THE TASK:
Which lines in the data below contain the word "shelf"? Show each of them in full.

(Point annotation records)
* * * * * * *
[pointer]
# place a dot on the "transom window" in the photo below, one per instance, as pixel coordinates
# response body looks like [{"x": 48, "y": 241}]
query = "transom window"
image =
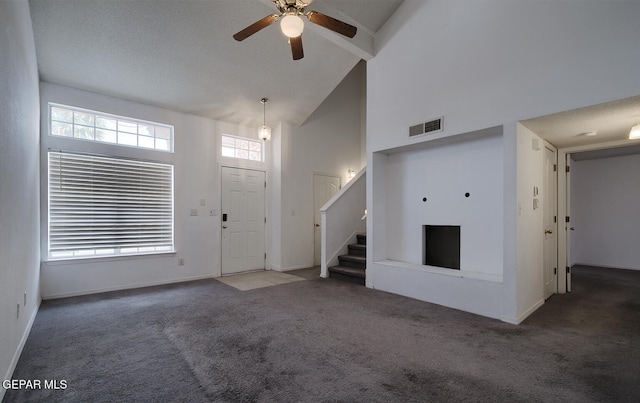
[
  {"x": 242, "y": 148},
  {"x": 83, "y": 124}
]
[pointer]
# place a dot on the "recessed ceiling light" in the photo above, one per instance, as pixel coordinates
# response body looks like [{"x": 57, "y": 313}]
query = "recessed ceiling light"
[{"x": 588, "y": 134}]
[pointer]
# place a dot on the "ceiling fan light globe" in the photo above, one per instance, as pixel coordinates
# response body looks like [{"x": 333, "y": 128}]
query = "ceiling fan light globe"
[
  {"x": 264, "y": 132},
  {"x": 292, "y": 25}
]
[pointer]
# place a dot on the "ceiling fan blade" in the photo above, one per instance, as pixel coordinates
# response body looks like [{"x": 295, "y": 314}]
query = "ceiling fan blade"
[
  {"x": 255, "y": 27},
  {"x": 296, "y": 47},
  {"x": 331, "y": 23}
]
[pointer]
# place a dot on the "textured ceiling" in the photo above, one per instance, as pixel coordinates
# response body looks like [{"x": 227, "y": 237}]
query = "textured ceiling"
[
  {"x": 180, "y": 54},
  {"x": 610, "y": 121}
]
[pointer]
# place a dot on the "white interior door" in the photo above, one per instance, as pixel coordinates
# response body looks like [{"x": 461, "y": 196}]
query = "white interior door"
[
  {"x": 324, "y": 188},
  {"x": 243, "y": 220},
  {"x": 550, "y": 213}
]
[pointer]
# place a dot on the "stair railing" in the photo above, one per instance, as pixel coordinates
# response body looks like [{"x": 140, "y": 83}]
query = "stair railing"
[{"x": 341, "y": 221}]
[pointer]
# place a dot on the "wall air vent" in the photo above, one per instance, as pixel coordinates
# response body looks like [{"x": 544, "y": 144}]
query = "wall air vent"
[{"x": 431, "y": 126}]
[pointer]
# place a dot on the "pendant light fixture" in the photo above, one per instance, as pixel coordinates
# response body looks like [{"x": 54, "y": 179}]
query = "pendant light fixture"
[{"x": 265, "y": 131}]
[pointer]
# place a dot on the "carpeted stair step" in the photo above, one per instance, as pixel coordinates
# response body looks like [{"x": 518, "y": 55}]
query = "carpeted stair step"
[
  {"x": 357, "y": 262},
  {"x": 348, "y": 271},
  {"x": 349, "y": 274},
  {"x": 357, "y": 250}
]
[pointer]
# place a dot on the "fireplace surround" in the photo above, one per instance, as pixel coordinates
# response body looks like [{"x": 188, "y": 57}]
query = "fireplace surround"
[{"x": 441, "y": 246}]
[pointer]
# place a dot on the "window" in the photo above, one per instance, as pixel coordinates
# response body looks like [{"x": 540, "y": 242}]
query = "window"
[
  {"x": 101, "y": 206},
  {"x": 238, "y": 147},
  {"x": 67, "y": 121}
]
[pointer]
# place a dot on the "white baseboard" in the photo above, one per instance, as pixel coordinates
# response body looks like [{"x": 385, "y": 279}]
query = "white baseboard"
[
  {"x": 283, "y": 269},
  {"x": 605, "y": 266},
  {"x": 125, "y": 287},
  {"x": 16, "y": 355},
  {"x": 524, "y": 315}
]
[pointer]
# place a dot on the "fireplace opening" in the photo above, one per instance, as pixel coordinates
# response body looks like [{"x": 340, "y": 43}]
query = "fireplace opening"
[{"x": 441, "y": 246}]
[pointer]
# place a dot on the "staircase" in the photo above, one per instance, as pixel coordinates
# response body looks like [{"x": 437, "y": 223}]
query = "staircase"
[{"x": 352, "y": 266}]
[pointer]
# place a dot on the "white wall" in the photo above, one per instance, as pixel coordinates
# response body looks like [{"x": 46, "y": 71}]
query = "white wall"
[
  {"x": 197, "y": 239},
  {"x": 486, "y": 64},
  {"x": 19, "y": 182},
  {"x": 443, "y": 175},
  {"x": 605, "y": 195},
  {"x": 329, "y": 142}
]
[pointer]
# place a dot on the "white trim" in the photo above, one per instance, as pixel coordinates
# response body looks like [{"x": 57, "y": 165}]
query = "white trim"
[
  {"x": 18, "y": 353},
  {"x": 522, "y": 316},
  {"x": 126, "y": 287},
  {"x": 562, "y": 199}
]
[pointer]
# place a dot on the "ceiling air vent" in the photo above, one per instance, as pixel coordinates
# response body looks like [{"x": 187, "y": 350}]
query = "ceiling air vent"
[{"x": 431, "y": 126}]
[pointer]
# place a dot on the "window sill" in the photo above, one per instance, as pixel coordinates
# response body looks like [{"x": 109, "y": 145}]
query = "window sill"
[{"x": 100, "y": 259}]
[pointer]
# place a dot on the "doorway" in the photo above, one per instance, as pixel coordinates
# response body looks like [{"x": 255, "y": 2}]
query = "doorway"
[
  {"x": 550, "y": 221},
  {"x": 243, "y": 220},
  {"x": 324, "y": 188}
]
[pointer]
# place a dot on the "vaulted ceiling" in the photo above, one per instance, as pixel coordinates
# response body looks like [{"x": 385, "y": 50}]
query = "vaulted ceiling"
[{"x": 180, "y": 54}]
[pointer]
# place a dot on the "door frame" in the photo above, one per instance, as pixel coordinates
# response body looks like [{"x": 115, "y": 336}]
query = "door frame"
[
  {"x": 553, "y": 203},
  {"x": 220, "y": 212},
  {"x": 564, "y": 196}
]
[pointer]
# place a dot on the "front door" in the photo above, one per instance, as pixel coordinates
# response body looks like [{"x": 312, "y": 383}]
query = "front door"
[
  {"x": 549, "y": 207},
  {"x": 324, "y": 188},
  {"x": 243, "y": 220}
]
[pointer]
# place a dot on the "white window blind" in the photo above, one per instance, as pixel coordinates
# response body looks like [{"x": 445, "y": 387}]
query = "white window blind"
[{"x": 101, "y": 206}]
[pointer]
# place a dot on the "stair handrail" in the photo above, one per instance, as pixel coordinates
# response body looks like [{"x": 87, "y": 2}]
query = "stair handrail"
[{"x": 341, "y": 220}]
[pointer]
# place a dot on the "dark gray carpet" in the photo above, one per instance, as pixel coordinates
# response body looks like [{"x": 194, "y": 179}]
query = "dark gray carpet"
[{"x": 326, "y": 340}]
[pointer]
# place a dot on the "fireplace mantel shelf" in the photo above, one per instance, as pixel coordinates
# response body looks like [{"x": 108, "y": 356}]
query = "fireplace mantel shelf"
[{"x": 441, "y": 271}]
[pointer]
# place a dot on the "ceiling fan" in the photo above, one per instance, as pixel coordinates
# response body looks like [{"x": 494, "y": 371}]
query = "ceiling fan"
[{"x": 292, "y": 24}]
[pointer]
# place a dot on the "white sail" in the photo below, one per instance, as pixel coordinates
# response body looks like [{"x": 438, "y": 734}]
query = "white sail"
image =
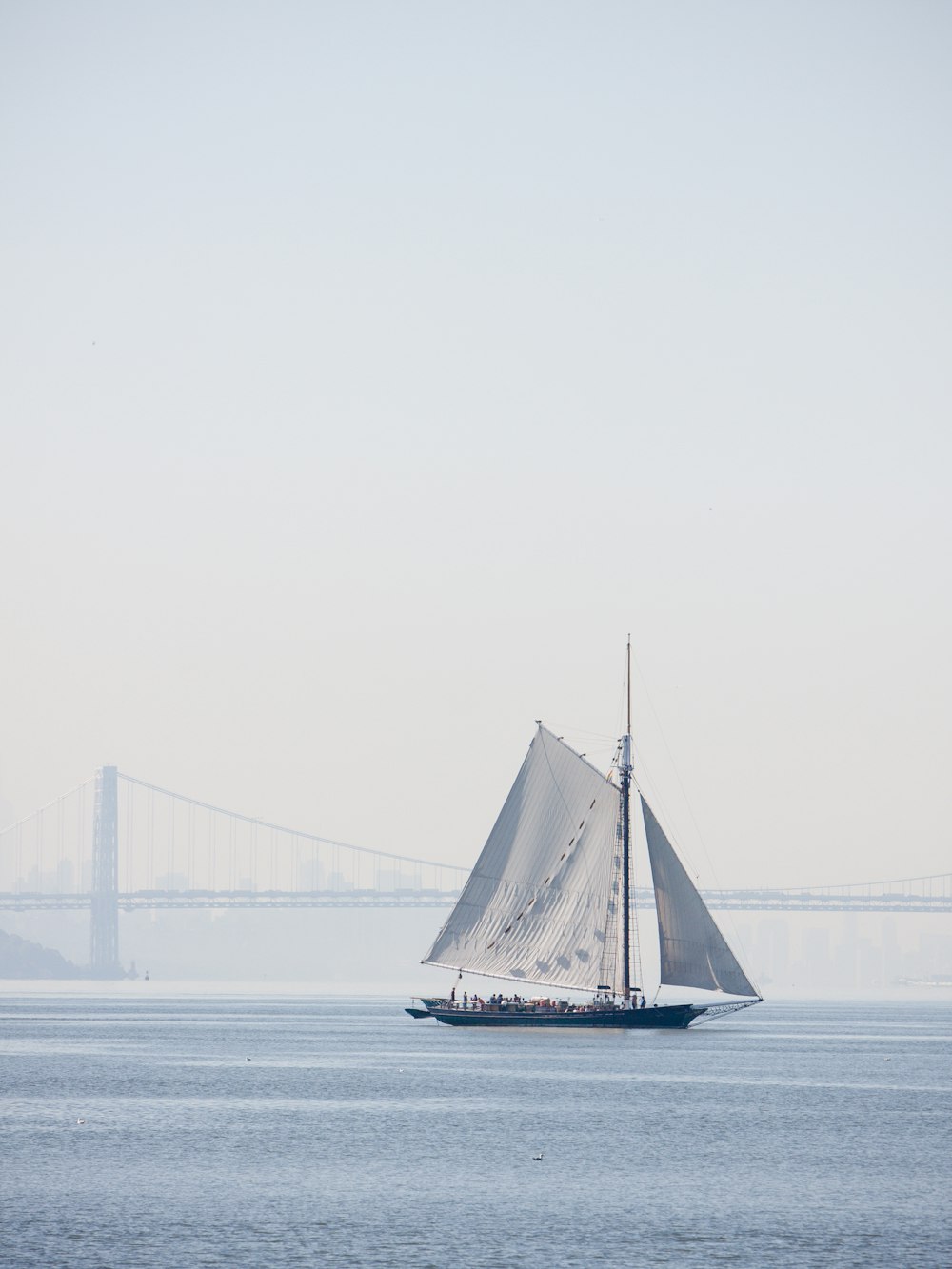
[
  {"x": 693, "y": 951},
  {"x": 541, "y": 902}
]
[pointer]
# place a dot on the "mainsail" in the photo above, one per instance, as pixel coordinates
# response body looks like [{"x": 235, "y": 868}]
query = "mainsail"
[
  {"x": 541, "y": 902},
  {"x": 693, "y": 951}
]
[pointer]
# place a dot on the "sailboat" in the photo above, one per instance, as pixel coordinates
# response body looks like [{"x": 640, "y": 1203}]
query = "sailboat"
[{"x": 548, "y": 903}]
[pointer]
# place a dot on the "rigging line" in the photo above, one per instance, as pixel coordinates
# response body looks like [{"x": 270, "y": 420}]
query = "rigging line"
[
  {"x": 674, "y": 765},
  {"x": 735, "y": 933}
]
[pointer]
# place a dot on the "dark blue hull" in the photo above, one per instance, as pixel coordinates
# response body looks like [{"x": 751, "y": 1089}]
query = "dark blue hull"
[{"x": 668, "y": 1017}]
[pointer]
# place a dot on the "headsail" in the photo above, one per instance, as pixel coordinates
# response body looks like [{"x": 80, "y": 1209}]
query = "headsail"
[
  {"x": 693, "y": 951},
  {"x": 541, "y": 902}
]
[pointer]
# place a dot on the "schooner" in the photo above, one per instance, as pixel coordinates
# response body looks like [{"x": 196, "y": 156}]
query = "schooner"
[{"x": 550, "y": 902}]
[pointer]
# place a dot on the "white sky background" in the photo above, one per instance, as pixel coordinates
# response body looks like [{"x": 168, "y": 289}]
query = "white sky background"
[{"x": 371, "y": 369}]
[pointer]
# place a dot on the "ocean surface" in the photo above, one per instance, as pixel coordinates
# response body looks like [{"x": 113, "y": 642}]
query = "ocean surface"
[{"x": 254, "y": 1131}]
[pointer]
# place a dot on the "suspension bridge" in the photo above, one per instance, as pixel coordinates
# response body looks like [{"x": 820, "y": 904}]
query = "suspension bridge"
[{"x": 117, "y": 843}]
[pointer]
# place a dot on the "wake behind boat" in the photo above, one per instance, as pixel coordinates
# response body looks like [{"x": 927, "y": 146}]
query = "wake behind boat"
[{"x": 550, "y": 903}]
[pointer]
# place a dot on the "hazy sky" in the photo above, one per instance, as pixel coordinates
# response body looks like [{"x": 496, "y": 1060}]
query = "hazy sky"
[{"x": 371, "y": 369}]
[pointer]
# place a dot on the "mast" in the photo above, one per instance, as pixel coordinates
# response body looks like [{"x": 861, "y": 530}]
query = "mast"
[{"x": 626, "y": 843}]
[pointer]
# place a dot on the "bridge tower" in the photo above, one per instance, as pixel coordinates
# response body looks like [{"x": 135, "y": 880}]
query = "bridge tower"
[{"x": 105, "y": 944}]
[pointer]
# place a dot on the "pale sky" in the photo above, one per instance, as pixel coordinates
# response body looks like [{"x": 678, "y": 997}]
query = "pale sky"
[{"x": 371, "y": 369}]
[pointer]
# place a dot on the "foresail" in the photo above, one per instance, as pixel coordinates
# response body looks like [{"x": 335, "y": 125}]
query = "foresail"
[
  {"x": 540, "y": 902},
  {"x": 693, "y": 951}
]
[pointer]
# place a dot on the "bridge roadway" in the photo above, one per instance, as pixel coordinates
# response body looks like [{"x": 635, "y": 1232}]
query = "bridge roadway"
[{"x": 251, "y": 900}]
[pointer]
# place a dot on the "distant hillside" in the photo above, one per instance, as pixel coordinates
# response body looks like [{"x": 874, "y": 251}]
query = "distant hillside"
[{"x": 19, "y": 959}]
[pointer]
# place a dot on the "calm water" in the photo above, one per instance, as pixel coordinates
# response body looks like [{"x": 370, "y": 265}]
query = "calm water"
[{"x": 788, "y": 1135}]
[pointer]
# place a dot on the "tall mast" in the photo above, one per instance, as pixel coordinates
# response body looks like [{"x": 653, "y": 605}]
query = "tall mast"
[{"x": 626, "y": 843}]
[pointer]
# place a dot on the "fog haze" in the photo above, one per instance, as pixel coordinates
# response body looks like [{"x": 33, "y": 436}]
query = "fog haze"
[{"x": 371, "y": 370}]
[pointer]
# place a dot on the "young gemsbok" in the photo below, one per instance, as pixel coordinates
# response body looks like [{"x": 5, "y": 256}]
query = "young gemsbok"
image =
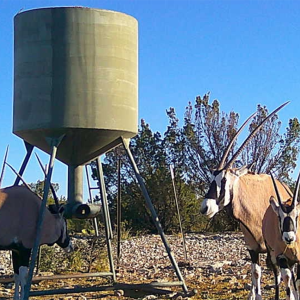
[
  {"x": 19, "y": 211},
  {"x": 245, "y": 196},
  {"x": 282, "y": 238}
]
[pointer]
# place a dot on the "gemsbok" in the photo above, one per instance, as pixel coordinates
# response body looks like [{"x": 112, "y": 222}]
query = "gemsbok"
[
  {"x": 19, "y": 212},
  {"x": 245, "y": 196},
  {"x": 282, "y": 238}
]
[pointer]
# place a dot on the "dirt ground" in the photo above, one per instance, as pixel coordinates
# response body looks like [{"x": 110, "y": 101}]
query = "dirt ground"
[{"x": 217, "y": 267}]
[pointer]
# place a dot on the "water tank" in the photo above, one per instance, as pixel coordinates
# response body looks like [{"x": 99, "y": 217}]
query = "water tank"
[{"x": 75, "y": 73}]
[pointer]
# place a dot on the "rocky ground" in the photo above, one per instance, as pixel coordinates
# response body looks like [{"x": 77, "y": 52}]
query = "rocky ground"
[{"x": 217, "y": 266}]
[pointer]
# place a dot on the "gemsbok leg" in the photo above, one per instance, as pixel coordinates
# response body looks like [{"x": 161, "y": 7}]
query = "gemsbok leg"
[
  {"x": 287, "y": 277},
  {"x": 255, "y": 293},
  {"x": 20, "y": 264}
]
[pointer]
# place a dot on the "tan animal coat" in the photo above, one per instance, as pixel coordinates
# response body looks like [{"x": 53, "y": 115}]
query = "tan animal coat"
[{"x": 19, "y": 211}]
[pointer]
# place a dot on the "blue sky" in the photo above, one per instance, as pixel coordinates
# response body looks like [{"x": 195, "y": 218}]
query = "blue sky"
[{"x": 244, "y": 52}]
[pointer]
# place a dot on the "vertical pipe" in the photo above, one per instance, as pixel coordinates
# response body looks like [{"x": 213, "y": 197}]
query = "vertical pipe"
[
  {"x": 178, "y": 213},
  {"x": 29, "y": 149},
  {"x": 154, "y": 214},
  {"x": 107, "y": 223},
  {"x": 75, "y": 184},
  {"x": 54, "y": 143},
  {"x": 3, "y": 166},
  {"x": 119, "y": 211}
]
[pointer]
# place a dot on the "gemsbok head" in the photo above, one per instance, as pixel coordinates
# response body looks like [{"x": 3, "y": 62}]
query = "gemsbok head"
[
  {"x": 287, "y": 213},
  {"x": 223, "y": 178}
]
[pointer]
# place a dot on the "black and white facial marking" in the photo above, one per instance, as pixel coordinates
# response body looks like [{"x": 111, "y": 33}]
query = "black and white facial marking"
[
  {"x": 288, "y": 220},
  {"x": 218, "y": 195},
  {"x": 64, "y": 240}
]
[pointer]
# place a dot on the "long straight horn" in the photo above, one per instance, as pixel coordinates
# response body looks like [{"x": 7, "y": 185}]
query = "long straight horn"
[
  {"x": 276, "y": 190},
  {"x": 3, "y": 166},
  {"x": 230, "y": 163},
  {"x": 296, "y": 191},
  {"x": 232, "y": 141}
]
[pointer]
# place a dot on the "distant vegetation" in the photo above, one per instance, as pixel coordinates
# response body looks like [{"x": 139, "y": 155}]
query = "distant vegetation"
[{"x": 193, "y": 149}]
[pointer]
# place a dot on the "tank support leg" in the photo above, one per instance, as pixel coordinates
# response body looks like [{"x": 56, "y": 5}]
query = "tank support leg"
[
  {"x": 153, "y": 213},
  {"x": 54, "y": 143},
  {"x": 107, "y": 222},
  {"x": 29, "y": 149}
]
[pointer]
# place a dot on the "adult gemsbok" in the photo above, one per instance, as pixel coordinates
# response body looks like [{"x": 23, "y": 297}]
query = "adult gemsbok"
[
  {"x": 246, "y": 197},
  {"x": 282, "y": 238},
  {"x": 19, "y": 212}
]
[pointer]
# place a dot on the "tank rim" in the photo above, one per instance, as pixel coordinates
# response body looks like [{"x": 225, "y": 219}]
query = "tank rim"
[{"x": 72, "y": 7}]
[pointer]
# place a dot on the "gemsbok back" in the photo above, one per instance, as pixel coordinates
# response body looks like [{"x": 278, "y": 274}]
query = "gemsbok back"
[
  {"x": 282, "y": 238},
  {"x": 245, "y": 196},
  {"x": 19, "y": 212}
]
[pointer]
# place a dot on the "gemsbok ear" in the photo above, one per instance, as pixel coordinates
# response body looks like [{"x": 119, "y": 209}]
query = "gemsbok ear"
[
  {"x": 242, "y": 171},
  {"x": 274, "y": 204},
  {"x": 61, "y": 210}
]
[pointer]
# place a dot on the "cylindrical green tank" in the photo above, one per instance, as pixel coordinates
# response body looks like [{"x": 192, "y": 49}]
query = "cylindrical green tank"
[{"x": 75, "y": 73}]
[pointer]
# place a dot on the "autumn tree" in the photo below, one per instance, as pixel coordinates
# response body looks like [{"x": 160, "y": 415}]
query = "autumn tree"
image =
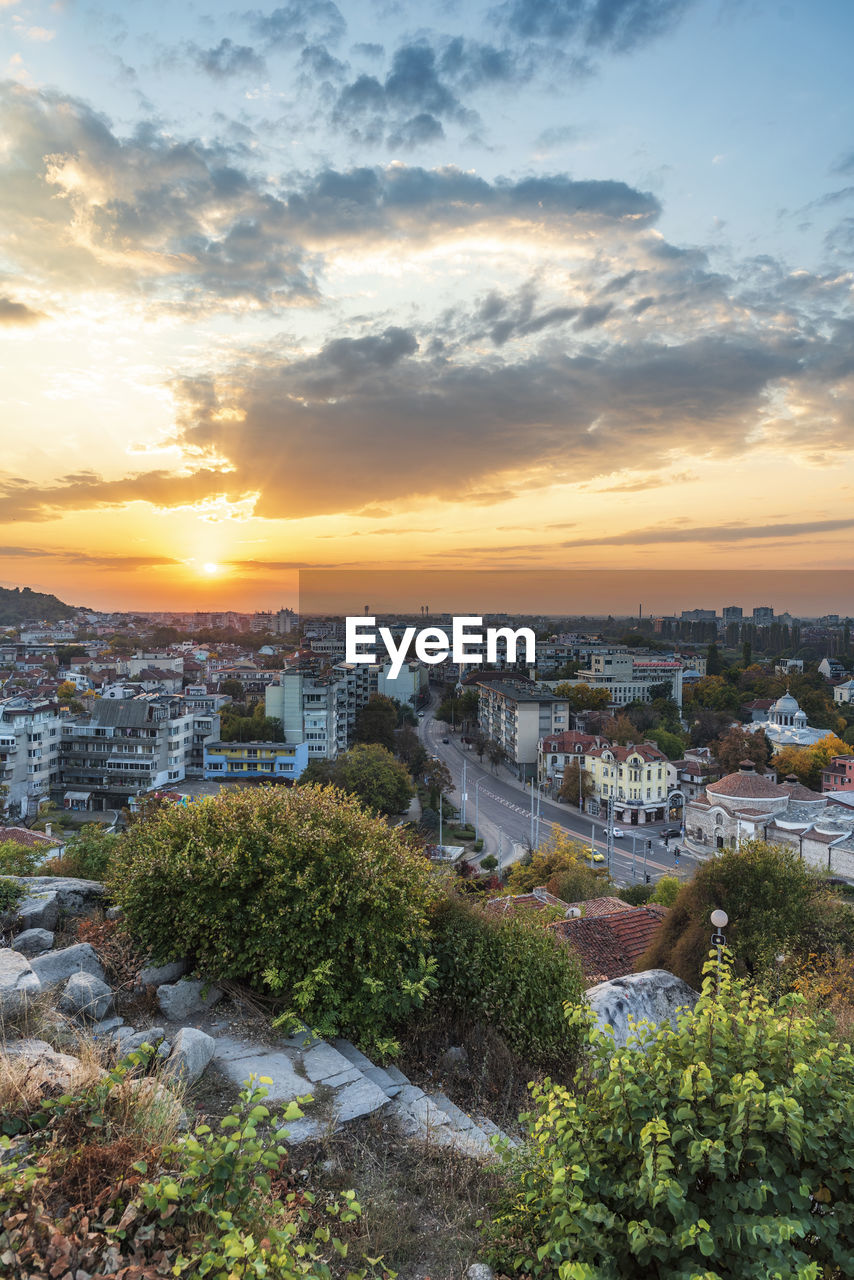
[
  {"x": 578, "y": 784},
  {"x": 808, "y": 762},
  {"x": 739, "y": 744}
]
* * * * * * *
RESPONSE:
# place a dot on the "fireplace mantel shelf" in the photo above, one per instance, as pixel coordinates
query = "fireplace mantel shelf"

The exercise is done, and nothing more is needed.